* _Instructions for the task_: Read the data below line by line and copy each one with "reed" in it.

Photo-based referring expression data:

######

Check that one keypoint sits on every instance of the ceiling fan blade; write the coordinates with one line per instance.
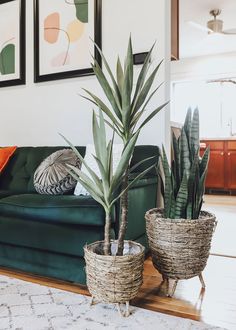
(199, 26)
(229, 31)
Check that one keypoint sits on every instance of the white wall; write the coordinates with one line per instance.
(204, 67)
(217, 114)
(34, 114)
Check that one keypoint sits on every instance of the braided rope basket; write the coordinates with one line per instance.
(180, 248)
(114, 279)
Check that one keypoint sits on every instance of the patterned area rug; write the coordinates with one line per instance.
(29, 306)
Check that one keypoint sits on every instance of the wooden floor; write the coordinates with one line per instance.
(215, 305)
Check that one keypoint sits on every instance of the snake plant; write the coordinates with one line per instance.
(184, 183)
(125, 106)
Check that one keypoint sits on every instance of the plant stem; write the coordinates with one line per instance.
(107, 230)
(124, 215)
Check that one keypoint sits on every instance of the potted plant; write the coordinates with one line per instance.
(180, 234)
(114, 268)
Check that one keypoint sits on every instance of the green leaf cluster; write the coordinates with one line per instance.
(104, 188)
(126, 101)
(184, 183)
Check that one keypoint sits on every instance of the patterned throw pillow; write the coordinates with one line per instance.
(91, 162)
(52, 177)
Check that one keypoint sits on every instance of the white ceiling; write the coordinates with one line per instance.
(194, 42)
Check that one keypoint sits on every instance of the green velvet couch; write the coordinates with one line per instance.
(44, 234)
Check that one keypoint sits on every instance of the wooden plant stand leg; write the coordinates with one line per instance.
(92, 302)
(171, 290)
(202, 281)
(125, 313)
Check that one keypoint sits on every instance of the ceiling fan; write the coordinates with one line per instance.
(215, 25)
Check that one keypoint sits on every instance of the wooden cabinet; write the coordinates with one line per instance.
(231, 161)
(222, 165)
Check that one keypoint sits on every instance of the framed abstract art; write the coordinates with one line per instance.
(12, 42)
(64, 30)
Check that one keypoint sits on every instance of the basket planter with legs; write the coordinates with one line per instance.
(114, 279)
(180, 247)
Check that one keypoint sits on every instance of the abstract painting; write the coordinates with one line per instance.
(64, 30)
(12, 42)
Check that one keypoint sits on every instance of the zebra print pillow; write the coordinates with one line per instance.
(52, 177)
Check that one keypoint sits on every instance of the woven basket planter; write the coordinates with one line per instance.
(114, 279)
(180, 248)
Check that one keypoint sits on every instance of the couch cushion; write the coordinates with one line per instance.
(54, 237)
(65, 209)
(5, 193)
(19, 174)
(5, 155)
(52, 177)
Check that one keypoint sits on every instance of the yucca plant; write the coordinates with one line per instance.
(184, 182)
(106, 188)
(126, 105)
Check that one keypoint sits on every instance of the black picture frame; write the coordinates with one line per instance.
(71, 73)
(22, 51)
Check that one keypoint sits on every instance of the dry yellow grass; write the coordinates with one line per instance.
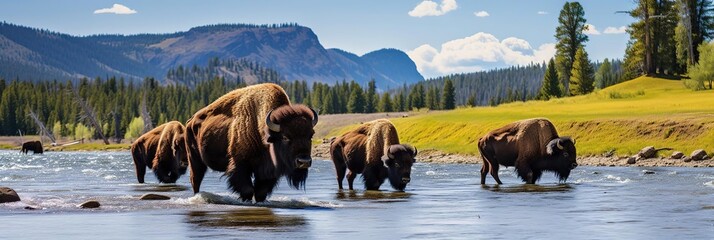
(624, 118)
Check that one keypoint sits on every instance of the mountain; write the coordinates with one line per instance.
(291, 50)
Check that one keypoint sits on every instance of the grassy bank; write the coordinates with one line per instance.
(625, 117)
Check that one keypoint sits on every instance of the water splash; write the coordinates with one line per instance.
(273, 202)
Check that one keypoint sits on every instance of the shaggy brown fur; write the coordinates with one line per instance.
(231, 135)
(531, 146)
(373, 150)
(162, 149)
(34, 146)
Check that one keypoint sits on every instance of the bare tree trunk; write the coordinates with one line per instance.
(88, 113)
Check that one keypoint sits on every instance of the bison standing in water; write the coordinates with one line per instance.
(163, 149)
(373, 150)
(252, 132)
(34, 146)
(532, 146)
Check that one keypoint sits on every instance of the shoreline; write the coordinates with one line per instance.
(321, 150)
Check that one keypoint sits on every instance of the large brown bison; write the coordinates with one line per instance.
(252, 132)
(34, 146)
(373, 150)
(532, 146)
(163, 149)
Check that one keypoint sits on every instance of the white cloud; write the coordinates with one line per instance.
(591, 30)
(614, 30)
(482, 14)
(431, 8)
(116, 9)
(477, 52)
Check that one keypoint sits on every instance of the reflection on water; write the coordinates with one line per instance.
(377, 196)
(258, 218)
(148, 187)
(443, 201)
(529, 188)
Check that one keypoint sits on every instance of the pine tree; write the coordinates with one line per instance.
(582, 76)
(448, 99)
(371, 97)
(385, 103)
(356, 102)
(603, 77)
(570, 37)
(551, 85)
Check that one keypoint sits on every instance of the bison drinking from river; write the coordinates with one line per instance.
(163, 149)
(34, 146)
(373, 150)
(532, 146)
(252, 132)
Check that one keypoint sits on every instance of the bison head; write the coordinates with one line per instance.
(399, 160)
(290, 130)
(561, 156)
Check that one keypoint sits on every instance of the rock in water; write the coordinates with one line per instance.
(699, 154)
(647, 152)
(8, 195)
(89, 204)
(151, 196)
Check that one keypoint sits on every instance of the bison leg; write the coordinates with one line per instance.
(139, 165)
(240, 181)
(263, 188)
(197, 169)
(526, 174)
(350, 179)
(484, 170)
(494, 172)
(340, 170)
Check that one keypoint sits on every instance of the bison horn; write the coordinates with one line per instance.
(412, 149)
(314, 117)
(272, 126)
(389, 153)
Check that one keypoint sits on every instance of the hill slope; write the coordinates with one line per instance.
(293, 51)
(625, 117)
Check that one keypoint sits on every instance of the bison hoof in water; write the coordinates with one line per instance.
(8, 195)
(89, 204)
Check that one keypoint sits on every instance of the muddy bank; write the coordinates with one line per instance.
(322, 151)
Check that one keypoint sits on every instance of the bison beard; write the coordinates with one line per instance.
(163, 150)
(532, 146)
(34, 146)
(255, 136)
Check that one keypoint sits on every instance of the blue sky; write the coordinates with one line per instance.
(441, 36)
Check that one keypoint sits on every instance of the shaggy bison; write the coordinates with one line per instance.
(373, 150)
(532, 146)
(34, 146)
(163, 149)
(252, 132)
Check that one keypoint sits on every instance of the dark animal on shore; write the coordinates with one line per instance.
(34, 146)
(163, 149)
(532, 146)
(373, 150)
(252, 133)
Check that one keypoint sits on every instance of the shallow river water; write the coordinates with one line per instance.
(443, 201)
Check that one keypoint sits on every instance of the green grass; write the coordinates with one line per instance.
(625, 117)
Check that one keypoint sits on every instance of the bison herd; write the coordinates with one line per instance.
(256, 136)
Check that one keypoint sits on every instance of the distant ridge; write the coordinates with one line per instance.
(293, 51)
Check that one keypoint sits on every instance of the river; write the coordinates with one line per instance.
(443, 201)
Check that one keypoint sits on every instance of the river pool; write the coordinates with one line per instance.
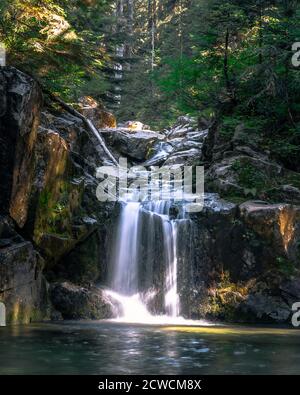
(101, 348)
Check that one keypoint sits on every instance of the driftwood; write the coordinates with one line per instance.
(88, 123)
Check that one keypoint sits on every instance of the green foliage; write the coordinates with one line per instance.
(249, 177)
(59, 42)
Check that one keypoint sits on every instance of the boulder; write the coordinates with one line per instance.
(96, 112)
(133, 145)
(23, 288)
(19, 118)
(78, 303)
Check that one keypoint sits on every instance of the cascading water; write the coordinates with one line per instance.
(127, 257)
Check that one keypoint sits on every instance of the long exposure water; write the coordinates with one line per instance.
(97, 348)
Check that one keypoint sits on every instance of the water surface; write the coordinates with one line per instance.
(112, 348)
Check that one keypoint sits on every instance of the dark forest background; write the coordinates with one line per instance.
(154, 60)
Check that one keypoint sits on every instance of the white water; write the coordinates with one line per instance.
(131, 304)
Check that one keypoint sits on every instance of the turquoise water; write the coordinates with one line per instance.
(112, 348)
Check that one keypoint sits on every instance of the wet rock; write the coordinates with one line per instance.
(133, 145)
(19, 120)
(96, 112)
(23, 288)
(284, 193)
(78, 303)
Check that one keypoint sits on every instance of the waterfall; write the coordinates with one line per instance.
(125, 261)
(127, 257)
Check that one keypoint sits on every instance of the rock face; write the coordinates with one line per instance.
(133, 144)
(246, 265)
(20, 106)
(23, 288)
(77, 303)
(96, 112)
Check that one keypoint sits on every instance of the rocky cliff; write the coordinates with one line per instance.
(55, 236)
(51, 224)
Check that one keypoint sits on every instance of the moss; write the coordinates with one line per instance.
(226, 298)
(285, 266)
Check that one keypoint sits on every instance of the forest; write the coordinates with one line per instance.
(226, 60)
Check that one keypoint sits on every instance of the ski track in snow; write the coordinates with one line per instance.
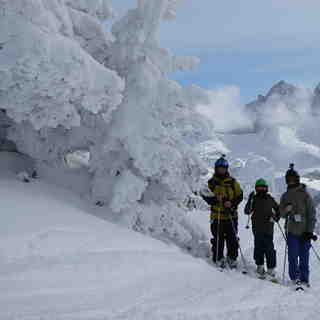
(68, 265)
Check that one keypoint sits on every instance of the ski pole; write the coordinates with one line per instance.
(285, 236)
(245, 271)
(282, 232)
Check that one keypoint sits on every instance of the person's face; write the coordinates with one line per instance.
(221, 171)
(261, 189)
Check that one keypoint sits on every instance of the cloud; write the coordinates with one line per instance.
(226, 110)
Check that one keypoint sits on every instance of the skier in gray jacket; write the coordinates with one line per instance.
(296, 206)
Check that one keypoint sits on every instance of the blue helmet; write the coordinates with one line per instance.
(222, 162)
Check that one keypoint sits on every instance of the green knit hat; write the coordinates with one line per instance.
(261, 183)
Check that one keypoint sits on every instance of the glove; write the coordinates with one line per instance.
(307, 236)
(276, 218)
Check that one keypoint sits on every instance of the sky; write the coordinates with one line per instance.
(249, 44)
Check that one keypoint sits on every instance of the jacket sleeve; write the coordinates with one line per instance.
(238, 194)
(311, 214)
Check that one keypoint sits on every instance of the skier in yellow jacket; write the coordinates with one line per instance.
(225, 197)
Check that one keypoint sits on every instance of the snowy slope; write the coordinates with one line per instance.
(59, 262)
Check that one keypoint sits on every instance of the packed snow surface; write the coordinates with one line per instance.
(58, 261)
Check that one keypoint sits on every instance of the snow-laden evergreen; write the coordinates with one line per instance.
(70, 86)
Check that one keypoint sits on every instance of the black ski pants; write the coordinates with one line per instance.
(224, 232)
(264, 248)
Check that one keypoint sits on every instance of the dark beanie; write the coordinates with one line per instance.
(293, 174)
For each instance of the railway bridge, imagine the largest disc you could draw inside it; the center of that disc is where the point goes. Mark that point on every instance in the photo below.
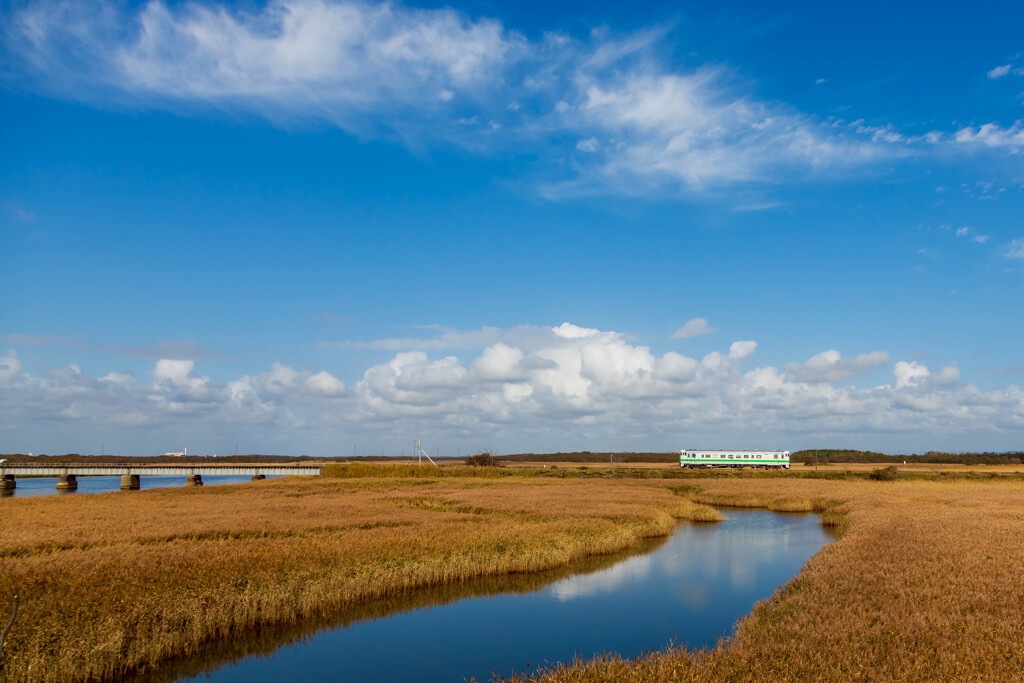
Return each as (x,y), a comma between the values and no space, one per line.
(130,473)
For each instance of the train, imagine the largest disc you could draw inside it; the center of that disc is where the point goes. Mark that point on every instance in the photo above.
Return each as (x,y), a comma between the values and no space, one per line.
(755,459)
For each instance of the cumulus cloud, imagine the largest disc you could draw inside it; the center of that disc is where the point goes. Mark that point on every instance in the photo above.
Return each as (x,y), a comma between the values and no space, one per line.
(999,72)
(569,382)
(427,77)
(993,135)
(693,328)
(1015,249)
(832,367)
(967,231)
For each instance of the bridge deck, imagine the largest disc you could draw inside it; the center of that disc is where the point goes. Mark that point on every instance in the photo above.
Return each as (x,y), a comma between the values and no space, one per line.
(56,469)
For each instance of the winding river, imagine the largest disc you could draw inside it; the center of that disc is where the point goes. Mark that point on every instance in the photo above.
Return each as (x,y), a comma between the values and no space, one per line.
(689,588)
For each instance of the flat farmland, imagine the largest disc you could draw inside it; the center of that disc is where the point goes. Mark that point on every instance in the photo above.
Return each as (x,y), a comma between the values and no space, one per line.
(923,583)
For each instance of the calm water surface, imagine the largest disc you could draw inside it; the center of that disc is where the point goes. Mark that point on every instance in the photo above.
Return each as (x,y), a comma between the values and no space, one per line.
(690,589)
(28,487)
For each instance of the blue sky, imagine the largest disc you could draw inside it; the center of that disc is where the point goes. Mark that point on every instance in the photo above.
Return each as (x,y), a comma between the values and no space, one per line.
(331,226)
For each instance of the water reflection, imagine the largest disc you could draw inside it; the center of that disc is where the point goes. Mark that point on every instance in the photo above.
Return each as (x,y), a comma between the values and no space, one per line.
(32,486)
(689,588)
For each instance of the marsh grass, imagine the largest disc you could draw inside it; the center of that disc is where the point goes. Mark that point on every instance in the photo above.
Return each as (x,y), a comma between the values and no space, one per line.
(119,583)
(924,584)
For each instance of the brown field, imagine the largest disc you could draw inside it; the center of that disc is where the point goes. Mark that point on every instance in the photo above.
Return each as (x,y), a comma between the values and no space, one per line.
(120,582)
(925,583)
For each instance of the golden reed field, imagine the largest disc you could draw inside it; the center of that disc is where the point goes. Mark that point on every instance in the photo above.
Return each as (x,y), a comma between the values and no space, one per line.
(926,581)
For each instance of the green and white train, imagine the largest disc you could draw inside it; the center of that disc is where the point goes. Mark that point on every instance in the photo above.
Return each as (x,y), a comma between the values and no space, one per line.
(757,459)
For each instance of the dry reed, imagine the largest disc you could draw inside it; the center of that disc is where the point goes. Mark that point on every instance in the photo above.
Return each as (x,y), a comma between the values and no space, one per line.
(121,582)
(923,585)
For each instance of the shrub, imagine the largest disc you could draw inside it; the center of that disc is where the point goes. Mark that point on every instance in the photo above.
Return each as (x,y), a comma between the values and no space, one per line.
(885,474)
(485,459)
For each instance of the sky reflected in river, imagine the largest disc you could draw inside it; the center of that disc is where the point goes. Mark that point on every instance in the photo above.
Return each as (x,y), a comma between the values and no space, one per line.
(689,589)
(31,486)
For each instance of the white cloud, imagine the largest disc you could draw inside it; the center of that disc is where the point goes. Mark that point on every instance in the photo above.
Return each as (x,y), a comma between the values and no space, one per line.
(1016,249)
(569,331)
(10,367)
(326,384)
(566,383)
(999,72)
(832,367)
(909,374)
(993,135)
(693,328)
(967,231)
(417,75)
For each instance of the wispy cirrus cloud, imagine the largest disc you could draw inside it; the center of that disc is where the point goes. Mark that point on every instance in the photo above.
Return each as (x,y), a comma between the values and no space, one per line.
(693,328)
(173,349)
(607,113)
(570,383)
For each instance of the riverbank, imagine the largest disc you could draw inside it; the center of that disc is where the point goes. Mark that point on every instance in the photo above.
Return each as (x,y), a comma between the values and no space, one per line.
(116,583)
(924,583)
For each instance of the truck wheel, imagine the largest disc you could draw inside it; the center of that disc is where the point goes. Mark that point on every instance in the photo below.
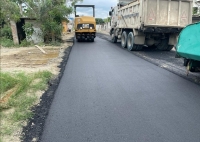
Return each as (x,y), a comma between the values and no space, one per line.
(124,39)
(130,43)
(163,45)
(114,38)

######

* _Exercise result_:
For each instance of the golden reed field, imagine the largest disc you could draw inside it; the center of that disc is where the point goes. Mark that point on every instance in the photo above.
For each instance of the dry reed, imagine the largest disc you could draw inside it; the center of that disc is where the point goes. Mark that point on every instance in the photo above.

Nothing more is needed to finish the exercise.